TASK ITEM
Please write out the listing again, keeping every character the same.

MATERIAL TO PROCESS
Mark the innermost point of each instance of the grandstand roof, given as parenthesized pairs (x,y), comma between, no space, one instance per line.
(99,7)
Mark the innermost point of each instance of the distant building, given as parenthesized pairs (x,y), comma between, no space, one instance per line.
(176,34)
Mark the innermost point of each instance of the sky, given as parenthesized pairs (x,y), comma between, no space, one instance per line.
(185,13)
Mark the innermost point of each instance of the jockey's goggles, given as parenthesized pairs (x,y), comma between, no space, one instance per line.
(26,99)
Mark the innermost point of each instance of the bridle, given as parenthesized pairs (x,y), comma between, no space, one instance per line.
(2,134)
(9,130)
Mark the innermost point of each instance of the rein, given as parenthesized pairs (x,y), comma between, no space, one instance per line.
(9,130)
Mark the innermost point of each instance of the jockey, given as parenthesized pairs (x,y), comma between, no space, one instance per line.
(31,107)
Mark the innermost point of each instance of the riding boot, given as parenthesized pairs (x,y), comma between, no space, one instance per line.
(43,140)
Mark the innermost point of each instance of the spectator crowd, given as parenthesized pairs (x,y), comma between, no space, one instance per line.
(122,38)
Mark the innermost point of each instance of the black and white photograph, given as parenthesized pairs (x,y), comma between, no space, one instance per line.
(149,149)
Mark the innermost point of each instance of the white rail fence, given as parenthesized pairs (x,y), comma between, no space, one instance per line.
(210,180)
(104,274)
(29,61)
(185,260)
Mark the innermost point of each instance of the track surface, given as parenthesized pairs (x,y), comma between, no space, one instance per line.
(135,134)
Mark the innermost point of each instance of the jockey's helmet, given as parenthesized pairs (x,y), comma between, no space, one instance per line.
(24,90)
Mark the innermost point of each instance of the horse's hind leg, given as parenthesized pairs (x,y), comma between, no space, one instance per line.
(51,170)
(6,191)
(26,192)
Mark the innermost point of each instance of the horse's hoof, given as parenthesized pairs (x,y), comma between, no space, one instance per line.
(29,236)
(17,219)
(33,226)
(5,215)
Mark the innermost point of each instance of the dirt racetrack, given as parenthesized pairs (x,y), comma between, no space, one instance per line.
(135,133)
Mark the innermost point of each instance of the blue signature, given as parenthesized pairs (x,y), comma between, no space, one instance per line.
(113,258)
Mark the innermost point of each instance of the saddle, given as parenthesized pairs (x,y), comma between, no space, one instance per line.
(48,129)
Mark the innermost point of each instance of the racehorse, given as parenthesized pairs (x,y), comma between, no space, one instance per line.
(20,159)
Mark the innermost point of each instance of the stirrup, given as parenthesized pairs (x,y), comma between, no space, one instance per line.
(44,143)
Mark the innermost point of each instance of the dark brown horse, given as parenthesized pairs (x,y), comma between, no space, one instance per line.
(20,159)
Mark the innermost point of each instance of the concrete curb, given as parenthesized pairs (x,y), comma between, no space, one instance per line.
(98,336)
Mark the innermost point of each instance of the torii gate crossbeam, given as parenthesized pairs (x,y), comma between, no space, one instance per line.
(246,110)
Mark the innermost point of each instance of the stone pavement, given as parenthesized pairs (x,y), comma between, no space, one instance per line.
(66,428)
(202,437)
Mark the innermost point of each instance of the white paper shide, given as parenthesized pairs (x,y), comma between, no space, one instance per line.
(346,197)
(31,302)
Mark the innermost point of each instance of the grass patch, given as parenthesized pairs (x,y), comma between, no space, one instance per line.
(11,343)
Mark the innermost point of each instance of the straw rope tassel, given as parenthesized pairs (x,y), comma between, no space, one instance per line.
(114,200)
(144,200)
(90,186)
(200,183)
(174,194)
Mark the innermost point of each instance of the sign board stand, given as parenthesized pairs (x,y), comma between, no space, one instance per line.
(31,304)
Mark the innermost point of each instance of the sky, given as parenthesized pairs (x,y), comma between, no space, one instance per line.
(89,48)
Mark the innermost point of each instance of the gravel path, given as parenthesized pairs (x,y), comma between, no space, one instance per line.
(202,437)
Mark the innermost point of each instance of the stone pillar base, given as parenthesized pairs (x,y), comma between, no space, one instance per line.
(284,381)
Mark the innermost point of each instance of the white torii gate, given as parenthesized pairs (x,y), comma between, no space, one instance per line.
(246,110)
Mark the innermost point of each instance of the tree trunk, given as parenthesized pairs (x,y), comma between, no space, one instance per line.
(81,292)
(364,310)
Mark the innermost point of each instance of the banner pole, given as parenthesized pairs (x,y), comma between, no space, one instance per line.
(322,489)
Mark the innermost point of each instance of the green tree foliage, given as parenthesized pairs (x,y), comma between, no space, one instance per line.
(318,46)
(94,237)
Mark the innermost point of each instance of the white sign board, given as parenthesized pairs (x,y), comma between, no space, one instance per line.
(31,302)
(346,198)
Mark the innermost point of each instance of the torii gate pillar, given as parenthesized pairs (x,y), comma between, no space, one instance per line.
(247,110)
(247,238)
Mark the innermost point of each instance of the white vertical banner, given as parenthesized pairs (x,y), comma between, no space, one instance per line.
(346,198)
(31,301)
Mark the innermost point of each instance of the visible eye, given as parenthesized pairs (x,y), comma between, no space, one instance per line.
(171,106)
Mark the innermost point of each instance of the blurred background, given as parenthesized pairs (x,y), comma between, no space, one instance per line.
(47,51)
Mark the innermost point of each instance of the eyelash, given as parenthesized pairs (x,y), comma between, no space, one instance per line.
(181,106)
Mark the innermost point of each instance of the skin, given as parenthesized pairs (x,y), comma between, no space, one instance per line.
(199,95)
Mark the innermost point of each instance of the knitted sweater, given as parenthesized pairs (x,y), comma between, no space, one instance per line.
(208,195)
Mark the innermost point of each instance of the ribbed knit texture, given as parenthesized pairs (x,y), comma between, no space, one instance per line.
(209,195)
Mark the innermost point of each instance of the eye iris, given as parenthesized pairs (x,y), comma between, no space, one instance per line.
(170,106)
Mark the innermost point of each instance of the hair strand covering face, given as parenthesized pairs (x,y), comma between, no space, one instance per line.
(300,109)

THE COMPLETED TASK
Mark the innermost point of each instance of the grandstand roof, given as parenthesized pairs (x,y), comma between, no space, one instance per line.
(99,7)
Mark the innermost point of each instance of the distant building, given as parenthesized pairs (x,y), comma between, no space, one instance per line.
(176,34)
Mark the innermost point of each instance of the sky, given as parenthesized pairs (x,y), comma between, no space, one instance per line.
(185,13)
Mark the innermost point of each instance of the jockey's goggles, given as parenthesized pairs (x,y), comma between, no space, one instance per line.
(26,99)
Mark the innermost point of each instance of the bridle, given as parenthesized pairs (x,y), comma between, no space, one instance per line.
(2,134)
(9,130)
Mark the innermost point of each instance of the rein, given as parenthesized pairs (x,y), comma between, no space, one instance per line.
(9,130)
Mark the innermost point of each instance of the jockey, given as parenthesized pairs (x,y), comma between, no space, one instance per line.
(31,107)
Mark the innermost point of each instance of the riding boot, given as parenthesized pairs (x,y), comma between, no space, one instance per line.
(43,140)
Mark the innermost point of each instance of the spectator crowd, given as parenthesized pairs (x,y), comma between, no space, one instance per line.
(122,38)
Mark the innermost point of each instance of the black and white photograph, given as parenthesized pairs (x,y), comma between, no space, one instance per line.
(149,149)
Mark the innermost point of each instance of the white rail fence, given as parenthesized pairs (x,y), comma between, no space, one instance per line.
(210,180)
(104,274)
(29,61)
(185,260)
Mark the innermost point of each instance of the track surface, given as parenthesized pairs (x,y), comma between, no space, one instance per line.
(135,134)
Mark the innermost point of each instance of the jockey's helmet, given as parenthesized pairs (x,y), comma between, no space, one instance per line.
(24,90)
Mark the innermost point of each instance of the horse's hind leg, given as parenthesized pairs (x,y), comma between, no space, one instance per line.
(51,170)
(6,191)
(26,192)
Mark the innermost point of each instance of the horse's hoof, given as parenthesized pairs (x,y), comma between, no space, one instance per line.
(29,236)
(17,219)
(33,226)
(5,215)
Mark the innermost point of each instance of the dirt racetrack, given as parenthesized pairs (x,y), comma between, no space, one instance per line.
(135,133)
Mark the innermost point of each instance of the blue signature, given as parenthesized pairs (x,y), comma between, no space, one instance per line.
(113,258)
Mark the innermost point of each instance of the saddle, given as parenthesized pairs (x,y), comma between, no space, one instance per line.
(48,129)
Mark the innermost point of each instance of the racehorse, given as parenthesized pairs (x,y), comma between, no space, one instance per line.
(20,159)
Mark the innermost point of each instance of the stirrup, given as parenthesized pairs (x,y), comma between, no space, one instance per line.
(44,143)
Mark the innermost point of each instance of the dark brown horse, given as parenthesized pairs (x,y), comma between, no space, one instance per line.
(20,159)
Mark the innermost point of each instance of the concrete curb, given as parenthesized pairs (x,y), comma between, no space, one instance per line.
(98,336)
Mark the innermost point of each instance of the torii gate crossbeam, given as parenthesized pairs (x,y), comma between, no space, one instance per line.
(246,110)
Mark the innermost point of each instance of the stone pavement, given as parenthesized pairs (x,y), comma between, no space, one instance per line.
(66,428)
(202,437)
Mark the innermost point of each instance of the white paper shide, given as parenthesized pairs (x,y), comma between, no space, one instance per line.
(346,197)
(31,302)
Mark the innermost point of each instance of the grass patch, given as parenthesized pairs (x,y), comma between, no space, one instance per line.
(11,343)
Mark the innermost point of each instance of the straw rope tassel, given as parenthesized pairs (x,y), comma between, no space, one instance per line.
(114,200)
(144,200)
(90,186)
(200,183)
(174,194)
Mark the innermost point of each instance of the sign board stand, given as parenthesized pairs (x,y), comma between, no space, one instance per line.
(31,304)
Mark the innermost point of each instance of the sky, given as parenthesized pairs (x,y), comma between, no space, one instance per line.
(89,48)
Mark the innermost point of each instance of the gravel path, given as parenthesized pairs (x,y), comma between, no space, one instance per line.
(202,437)
Mark the innermost point of each instance of the stone pillar base, given as parenthesized pairs (x,y), comma between, no space, one instance per line.
(284,381)
Mark the innermost point of each instance of the white torii gate, given as parenthesized pairs (x,y), comma between, no space, one instance per line.
(246,110)
Mark the innermost point of each instance of the tree trunk, given as parenthesized pairs (x,y), comma between, no space, one instance per line.
(81,292)
(364,310)
Mark the innermost point of each instance of the banner pole, given as parenthesized pairs (x,y), comma between, no space, one instance per line.
(322,489)
Mark the innermost point of each instance of the green tree foliage, given as parenthesized pairs (x,y), comma between, no space, one instance per line.
(318,46)
(94,237)
Mark the innermost point of each instance of the white sign board, given as parenthesized pairs (x,y), comma between, no space, one instance per line.
(31,302)
(346,198)
Mark the innermost point of each instance of the torii gate pillar, given as parenthesized pairs (x,y), comma between, no space, one instance per line.
(247,110)
(247,238)
Mark the innermost point of each instance of the white vertical banner, given as parenthesized pairs (x,y), comma between, no space, one instance per line.
(346,198)
(31,301)
Mark the innermost point of each instance of the visible eye, given as parenthesized pairs (x,y), comma between, no space, one instance per line.
(171,106)
Mark the innermost point of each instance of the blurred background, given as parenthesized pairs (x,y), comma between, no space, one instance per line.
(47,51)
Mark the innermost point of each instance of the eyelash, given as parenthesized pairs (x,y), comma between, no space, one instance per line.
(181,106)
Mark the innermost point of each instance of the skin, given as parenthesized pairs (x,y), comma between, no space, one instance per line.
(199,95)
Mark the innermost point of each instance of the knitted sweater, given as parenthesized pairs (x,y), comma between, no space, one instance per line.
(208,195)
Mark the innermost point of each instance of the ribbed knit texture, given as parenthesized pairs (x,y), comma between, no space, one instance per line.
(209,195)
Mark the innermost point of each instance of the eye iris, given as parenthesized pairs (x,y), comma between, no space, one instance per line.
(170,106)
Mark the innermost point of each instance of the hair strand covering face, given as parenthesized pairs (x,y), comma between, no space, one instance per line.
(300,109)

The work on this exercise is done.